◆ Records to use
□ □ □

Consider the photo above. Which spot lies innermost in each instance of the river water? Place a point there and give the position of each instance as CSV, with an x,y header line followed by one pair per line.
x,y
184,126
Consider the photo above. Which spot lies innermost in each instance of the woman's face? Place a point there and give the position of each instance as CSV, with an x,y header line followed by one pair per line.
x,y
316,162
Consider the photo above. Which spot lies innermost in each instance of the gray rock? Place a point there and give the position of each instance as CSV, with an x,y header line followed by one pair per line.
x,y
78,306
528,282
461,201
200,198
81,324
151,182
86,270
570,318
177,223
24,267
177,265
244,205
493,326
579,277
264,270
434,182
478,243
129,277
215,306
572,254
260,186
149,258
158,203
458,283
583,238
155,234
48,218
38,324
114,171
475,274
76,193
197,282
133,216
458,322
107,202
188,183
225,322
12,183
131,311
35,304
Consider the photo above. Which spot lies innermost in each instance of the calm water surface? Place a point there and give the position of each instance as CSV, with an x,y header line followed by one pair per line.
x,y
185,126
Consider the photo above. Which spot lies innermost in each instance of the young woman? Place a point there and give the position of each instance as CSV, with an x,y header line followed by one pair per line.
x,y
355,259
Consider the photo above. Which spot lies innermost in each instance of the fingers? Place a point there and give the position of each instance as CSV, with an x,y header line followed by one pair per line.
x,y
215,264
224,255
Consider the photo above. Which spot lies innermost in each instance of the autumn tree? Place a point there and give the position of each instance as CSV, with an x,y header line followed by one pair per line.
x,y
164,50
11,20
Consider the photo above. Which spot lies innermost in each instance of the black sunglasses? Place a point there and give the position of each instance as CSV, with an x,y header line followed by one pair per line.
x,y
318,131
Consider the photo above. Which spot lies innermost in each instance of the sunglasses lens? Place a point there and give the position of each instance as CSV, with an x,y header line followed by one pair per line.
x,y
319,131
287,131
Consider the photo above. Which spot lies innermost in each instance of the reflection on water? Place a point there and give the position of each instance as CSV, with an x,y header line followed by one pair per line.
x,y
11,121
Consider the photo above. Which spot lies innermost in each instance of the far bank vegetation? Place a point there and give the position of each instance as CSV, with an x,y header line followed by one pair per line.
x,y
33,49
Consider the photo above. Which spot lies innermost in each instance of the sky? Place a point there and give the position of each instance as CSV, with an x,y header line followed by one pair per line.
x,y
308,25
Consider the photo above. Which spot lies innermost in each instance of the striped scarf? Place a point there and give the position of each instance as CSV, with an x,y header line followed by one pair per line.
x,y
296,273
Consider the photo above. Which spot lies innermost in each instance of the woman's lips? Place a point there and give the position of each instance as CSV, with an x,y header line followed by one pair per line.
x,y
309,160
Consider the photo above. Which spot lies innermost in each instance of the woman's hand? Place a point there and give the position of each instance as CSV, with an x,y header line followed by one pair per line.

□ □ □

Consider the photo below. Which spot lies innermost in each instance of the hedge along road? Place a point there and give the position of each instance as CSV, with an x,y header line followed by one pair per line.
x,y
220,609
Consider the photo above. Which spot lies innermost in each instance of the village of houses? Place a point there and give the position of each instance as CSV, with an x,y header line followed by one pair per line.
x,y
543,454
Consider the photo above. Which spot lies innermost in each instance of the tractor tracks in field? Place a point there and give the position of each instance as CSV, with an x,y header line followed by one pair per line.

□ □ □

◆ What is being asked
Write out, from the lines above, only those from the line with "of the striped" to the line with "the woman's hand?", exactly as given, including the first and the last.

◆ Your response
Consider the photo above. Which spot lies innermost in each instance of the striped scarf? Place a point there and give the position of each instance as CSV, with an x,y header line followed by one pair per line.
x,y
296,273
Consider the photo above. Which spot lies innermost in each instance of the woman's lips? Place a point there and give the position of each instance as CSV, with an x,y header line followed by one pair per line.
x,y
309,160
Consider the photo above. Which spot lies innermost in each instance of the woman's hand? Place a point there and give the position of each instance as CSV, with an x,y header line followed by one pair per line.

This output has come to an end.